> Work to complete:
A) Decide whether each statement below agrees with the article on the Islamic call to prayer, answering yes or no and quoting the deciding words of the article: (i) Usaama al Azami lectures at the University of Oxford; (ii) the Muslim population in Medina was large from the very beginning; (iii) Zoroastrians ring bells to signal prayer time.
B) According to the article on the Islamic call to prayer, what does the Arabic word adhina mean?
C) Carry on the article on the Islamic call to prayer from the point where it stops.

The Islamic call to prayer is not only a way to express Islamic faith. It is also the way for a Muslim community to declare its presence in a country.
Adhan has long been an inseparable part of the Islamic way of life. It’s a call for Muslims to congregate at the mosques where people - rich and poor, educated and illiterate - all stand together to pray five times a day.
Starting from Prophet Muhammad’s time in the 7th century, adhan, which is recited by a preacher from a mosque, has symbolised the presence of Muslims in its surroundings
After adhan was instituted by Prophet Muhammad in the early Islamic period, “it became one of the symbols of Islam very quickly”, being one of the major expressions of Muslim community’s religious identity, says Usaama al Azami, a British-Muslim academic and a lecturer in Contemporary Islamic Studies at University of Oxford.
“If the adhan was not heard in a community, this was taken by the Prophet Muhammad to indicate the absence of a Muslim congregation in a particular locale,” Azami tells TRT World. Since then Muslims ensure that the call to prayers is announced from the mosques five times a day as a show of their loyalty to Islam and the Prophet.
Due to adhan’s central role in a Muslim’s daily life, any restriction on it is seen as violation of religious rights.
In India, the Hindu nationalist government of Prime Minister Narendra Modi is facing criticism for launching a crackdown against loudspeakers that mosques use for the call for prayers. Mosque administration in different cities have been forced to remove the loudspeakers - some also face police cases for violating the ban.
The restriction on use of loudspeakers for the adhan comes at a time when communal tensions are already high in India where Muslims now regularly complain of facing discrimination in different spheres of life.
An Indian high court also ruled that “the use of loudspeakers from mosques is not a fundamental right” for adhan’s recitation.
But many Muslim scholars believe that in modern times it’s necessary to use loudspeakers to let believers know about the timing of daily prayers across crowded neighbourhoods in big cities.
“Thus the suppression of adhan is potentially threatening the Muslim sense of their own communal identity,” says Azami. While loudspeakers are not “an essential component of the adhan” according to the Islamic belief, it’s clear that anti-Islam politics is behind the restriction in India, says Azami.
How adhan became the Islamic call to prayer
Like Muslims, other religious communities also have their own way of calling people to their places of worship. Christians have church bells and Jews use horns to call the faithful for the public prayers. Zoroastrians light fire when it’s time for prayers.
The first Muslims in the 7th century in Medina, a city in Saudi Arabia, debated what was the best way to lure people to their first mosque, Al Masjid an Nabawi, named after Prophet Muhammad.
At the very beginning, the Muslim population in Medina was not large. As a result, they did not need to use a general call to public prayer like other faiths did at the time, according to Nuri Ozcan, a retired academic of divinity faculty at the Marmara University.
“As the numbers of Muslims grew in Medina, where Islam eventually became the dominant religion, a general need to make a public call from a specific place emerged,” Ozcan tells TRT World. Adhan, an Arabic word, is rooted in adhina, another Arabic word, which means "to listen, to hear, be informed about".

> Raw data:
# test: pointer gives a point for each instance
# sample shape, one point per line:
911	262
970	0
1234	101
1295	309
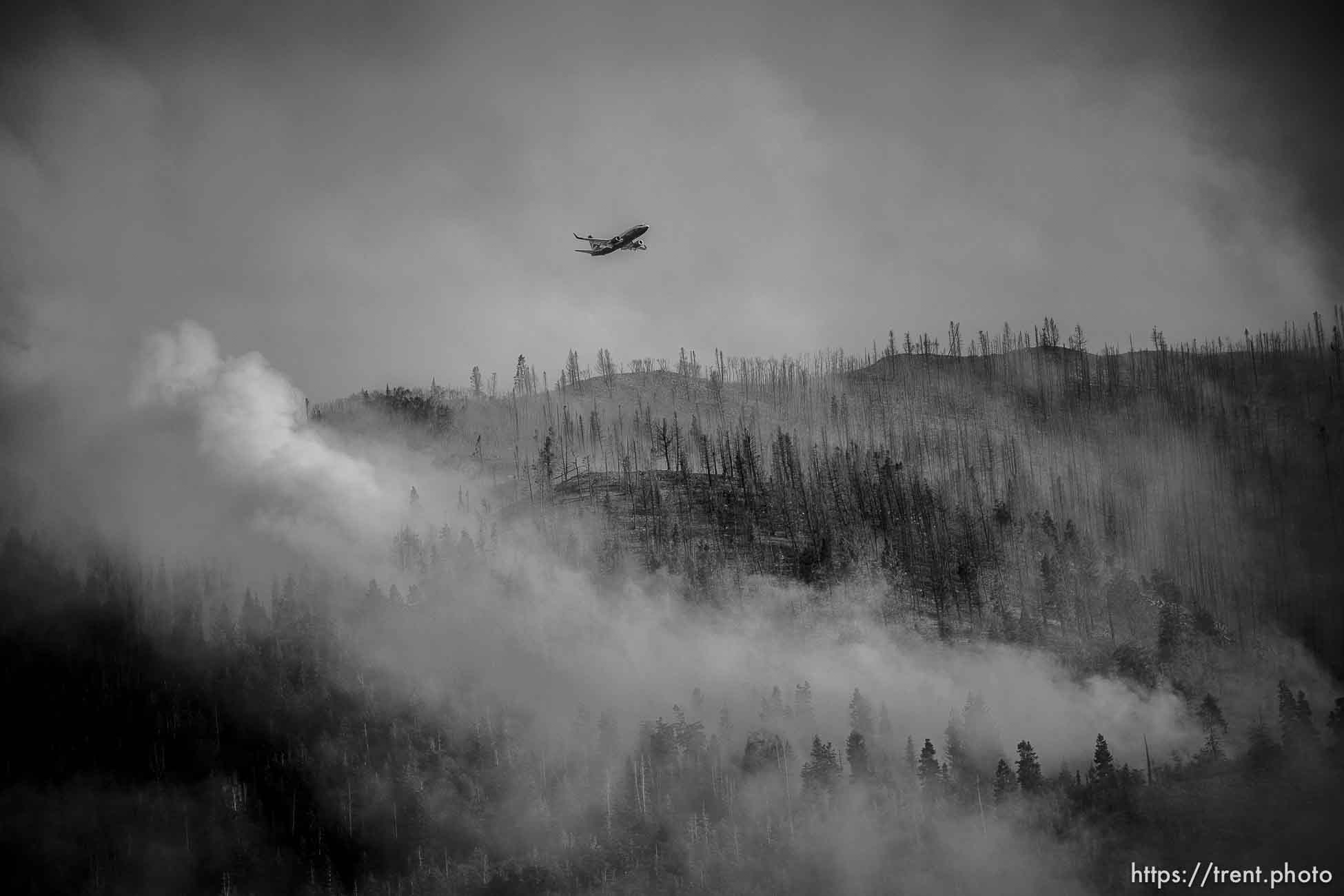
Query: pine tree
822	773
1028	767
1263	754
1290	727
961	775
929	767
1211	720
1305	727
860	713
886	734
1004	781
1335	722
857	754
1103	766
803	707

> Answers given:
A)
(i) Yes: "a lecturer in Contemporary Islamic Studies at University of Oxford"
(ii) No: "At the very beginning, the Muslim population in Medina was not large."
(iii) No: "Zoroastrians light fire when it’s time for prayers."

B) It means "to listen, to hear, be informed about".

C)
Prophet Muhammad, who generally held discussions with his followers before making a decision on matters of public interest, brought his companions together on how to address the issue of making a general call to community prayers, says Ozcan. “There were various propositions from having a fire to using a bell and blowing a horn.”
But the meeting, which took place in 622 in Medina, ended without any conclusion, Ozcan says. The following night after the meeting Abdullah bin Zayd, one of the Prophet's companions, saw a dream in which words of adhan were revealed to him, Ozcan says.
“The next morning, he came to the Prophet to explain his dream. The Prophet liked the idea very much saying ‘So beautiful’”.
Zayd’s proposition was not only “beautiful” but also different from other religions’ calls to public prayers, showing the distinguishing character of Islamic faith from others.
Beauty of adhan matters
After liking the idea of using human voice for calling to public prayer, the Prophet directed Zayd to teach how to recite adhan to Bilal ibn Rabah, a former slave of Abyssinian (Ethiopian) origin and one of the first believers, who converted to Islam in Mecca.
“‘Let Bilal recite adhan because his voice is beautiful’ the Prophet told Zayd, emphasising the importance of beautiful voice to recite to call to prayer,” says Ozcan, who is also an expert on religious music and a reciter of adhan, known as a muezzin.
Bilal recited the first adhan from the roof of a rich woman’s house in Medina, according to various Muslim accounts. It was for a morning prayer.
After that it was Bilal who, recited adhan in his melodious voice because Prophet Muhammad was aware that a soothing recitation will play a crucial role to have both Muslims and non-Muslims warm to the message of Islam, according to Ozcan.
Over the centuries mosque administrations have given special attention to chosen muezzins who have musical voices. “We had people like Hafiz Cemal in the past. When he recited an adhan from the minaret of Istanbul’s Aksaray Valide Mosque, where he was a muezzin, people opened their windows to listen to his beautiful voice. And even horse-drawn trams stopped to respect his recitation,” he says.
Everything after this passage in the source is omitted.